» Challenge:
Rescale everything in the data below, from the line containing "background for our possession-tracking pipeline." down to the line containing "[122,172,215,212]". Reproduce those lines in full, requests included, but multiply each bounding-box coordinate by 1.8 and round to the nearest whole number, with halves going up.

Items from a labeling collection
====

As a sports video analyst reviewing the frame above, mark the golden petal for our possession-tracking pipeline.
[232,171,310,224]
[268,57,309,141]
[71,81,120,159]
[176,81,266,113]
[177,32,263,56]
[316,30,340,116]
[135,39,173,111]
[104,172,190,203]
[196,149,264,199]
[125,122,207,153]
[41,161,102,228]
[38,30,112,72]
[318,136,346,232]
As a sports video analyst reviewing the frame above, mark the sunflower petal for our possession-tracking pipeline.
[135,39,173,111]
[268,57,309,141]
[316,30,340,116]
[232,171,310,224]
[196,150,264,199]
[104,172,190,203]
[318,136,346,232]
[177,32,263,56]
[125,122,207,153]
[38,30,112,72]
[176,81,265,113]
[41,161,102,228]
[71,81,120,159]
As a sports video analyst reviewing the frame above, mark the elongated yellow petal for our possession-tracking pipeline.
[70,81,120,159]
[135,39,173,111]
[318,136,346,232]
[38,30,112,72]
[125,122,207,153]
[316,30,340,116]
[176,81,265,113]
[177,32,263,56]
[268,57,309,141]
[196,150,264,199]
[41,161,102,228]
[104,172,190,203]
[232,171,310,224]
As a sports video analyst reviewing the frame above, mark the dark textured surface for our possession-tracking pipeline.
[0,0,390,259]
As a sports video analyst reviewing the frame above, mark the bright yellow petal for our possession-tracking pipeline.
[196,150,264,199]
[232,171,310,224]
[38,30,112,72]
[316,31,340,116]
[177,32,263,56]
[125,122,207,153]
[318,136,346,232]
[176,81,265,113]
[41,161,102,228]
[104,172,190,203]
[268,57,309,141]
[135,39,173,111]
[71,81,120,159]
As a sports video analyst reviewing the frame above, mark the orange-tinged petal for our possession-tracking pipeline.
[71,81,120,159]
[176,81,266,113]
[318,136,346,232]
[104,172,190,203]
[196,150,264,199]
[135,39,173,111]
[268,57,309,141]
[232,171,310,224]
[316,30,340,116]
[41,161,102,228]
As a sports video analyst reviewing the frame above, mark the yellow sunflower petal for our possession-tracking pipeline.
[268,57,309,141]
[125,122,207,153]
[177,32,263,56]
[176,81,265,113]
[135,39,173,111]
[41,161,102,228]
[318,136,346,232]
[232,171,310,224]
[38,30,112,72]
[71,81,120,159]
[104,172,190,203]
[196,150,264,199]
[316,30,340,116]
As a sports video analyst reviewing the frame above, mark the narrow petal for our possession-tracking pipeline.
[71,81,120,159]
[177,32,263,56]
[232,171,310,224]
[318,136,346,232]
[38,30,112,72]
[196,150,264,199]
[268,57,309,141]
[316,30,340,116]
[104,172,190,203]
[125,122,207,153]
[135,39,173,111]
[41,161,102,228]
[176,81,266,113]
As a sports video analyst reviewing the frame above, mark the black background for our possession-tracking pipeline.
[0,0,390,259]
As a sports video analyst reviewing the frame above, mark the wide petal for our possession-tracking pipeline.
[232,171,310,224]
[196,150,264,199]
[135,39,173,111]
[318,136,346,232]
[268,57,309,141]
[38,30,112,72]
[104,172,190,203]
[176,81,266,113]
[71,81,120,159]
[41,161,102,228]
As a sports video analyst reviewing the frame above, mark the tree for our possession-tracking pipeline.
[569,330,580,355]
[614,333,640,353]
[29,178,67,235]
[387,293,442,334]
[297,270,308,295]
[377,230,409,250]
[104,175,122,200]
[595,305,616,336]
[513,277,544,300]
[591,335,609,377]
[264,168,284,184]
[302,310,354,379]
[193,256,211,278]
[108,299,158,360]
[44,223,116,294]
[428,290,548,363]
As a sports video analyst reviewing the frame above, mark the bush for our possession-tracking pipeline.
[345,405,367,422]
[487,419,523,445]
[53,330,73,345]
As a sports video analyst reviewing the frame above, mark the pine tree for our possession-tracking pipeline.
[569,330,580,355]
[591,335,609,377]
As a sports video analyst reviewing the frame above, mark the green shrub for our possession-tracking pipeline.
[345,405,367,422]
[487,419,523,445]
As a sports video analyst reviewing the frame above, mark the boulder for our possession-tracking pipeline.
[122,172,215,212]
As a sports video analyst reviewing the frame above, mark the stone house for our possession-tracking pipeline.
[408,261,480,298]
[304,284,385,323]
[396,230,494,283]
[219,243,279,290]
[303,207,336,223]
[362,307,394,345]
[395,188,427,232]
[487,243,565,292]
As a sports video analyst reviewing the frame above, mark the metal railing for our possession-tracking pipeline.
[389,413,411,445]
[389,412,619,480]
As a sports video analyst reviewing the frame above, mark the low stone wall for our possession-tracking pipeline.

====

» Exercise result:
As a sports video analyst reviewing the frame above, mark the black background for our possession-tracking pipeline.
[0,0,702,466]
As a sports video analyst reviewing the frame above, mark the wide petal for our possession-tracking pipeline.
[418,308,558,403]
[353,270,475,358]
[243,70,311,200]
[572,245,623,418]
[482,103,556,254]
[68,54,202,130]
[187,310,342,365]
[317,146,479,203]
[128,146,216,286]
[74,290,184,410]
As a sports video analyst reviewing the frame above, mark the tree for our possession-tracking pipeline.
[1024,594,1044,639]
[1105,599,1152,635]
[52,320,121,423]
[697,527,796,601]
[535,486,554,531]
[679,414,736,450]
[187,315,220,360]
[1071,549,1109,605]
[923,499,979,540]
[1064,603,1096,679]
[475,302,511,331]
[544,558,637,682]
[347,461,380,500]
[194,538,284,648]
[79,401,209,529]
[770,522,986,653]
As a sports video analyst reviewing the frame above, mark the bush for our possession-tracking pipeline.
[621,729,661,760]
[877,754,941,801]
[95,594,131,621]
As a sports video analyst reviewing the frame above, mark the pine tree for our possession-tracking pipeline.
[1024,594,1044,639]
[1064,603,1096,679]
As a sports video analyst reviewing the frame above, mark the green shrub for our possession-tracking pipeline.
[621,729,661,760]
[877,754,941,801]
As a sports video analyst reviewing the frame above, mark the boulder for our possession-tracking pipeline.
[220,310,387,382]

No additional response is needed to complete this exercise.